** START Records **

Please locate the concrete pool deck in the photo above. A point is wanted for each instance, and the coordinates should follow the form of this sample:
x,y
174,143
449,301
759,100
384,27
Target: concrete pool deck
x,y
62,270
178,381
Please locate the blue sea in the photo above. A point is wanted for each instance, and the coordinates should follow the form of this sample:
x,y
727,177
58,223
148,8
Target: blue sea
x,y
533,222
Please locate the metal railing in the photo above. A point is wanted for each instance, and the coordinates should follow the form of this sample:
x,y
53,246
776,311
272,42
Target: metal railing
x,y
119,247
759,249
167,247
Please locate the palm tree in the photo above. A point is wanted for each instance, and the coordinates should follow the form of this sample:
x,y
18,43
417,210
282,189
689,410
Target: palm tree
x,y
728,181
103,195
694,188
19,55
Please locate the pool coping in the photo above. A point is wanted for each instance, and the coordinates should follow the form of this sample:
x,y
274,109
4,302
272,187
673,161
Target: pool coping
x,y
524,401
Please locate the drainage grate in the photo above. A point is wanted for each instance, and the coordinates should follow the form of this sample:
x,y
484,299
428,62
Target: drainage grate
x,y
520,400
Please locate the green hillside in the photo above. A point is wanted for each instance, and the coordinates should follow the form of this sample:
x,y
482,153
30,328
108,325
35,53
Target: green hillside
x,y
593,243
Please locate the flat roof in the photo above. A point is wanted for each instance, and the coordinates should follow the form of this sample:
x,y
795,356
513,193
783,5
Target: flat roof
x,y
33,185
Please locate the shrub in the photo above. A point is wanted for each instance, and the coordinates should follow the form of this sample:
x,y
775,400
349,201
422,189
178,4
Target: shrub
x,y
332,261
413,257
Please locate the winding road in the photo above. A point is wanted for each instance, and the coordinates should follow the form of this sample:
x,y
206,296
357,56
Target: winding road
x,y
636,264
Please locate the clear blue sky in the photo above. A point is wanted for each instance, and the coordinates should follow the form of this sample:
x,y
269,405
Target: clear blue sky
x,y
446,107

** END Records **

Work to complete> Rename "Target" to "Object" in the part of the records that opens with the line containing "Please locate the shrub" and closes at the end of the records. Give back only those lines, with nothing else changed.

Reply to the exercise>
Please locate the shrub in the photo above. A point is wanted for each instance, and the coordinates should follow the form of this sample:
x,y
775,400
349,201
422,189
178,4
Object: shrub
x,y
332,261
413,257
Please locate the winding road in the photo above. A point is wanted for each instance, and the coordinates should follow the form of this sample:
x,y
206,296
357,56
Object: winding road
x,y
636,264
Please locate the clear blue sky in the photo above. A point is wanted for each instance, and the coordinates should follow the form of this sample:
x,y
269,405
Object: clear blue sky
x,y
446,107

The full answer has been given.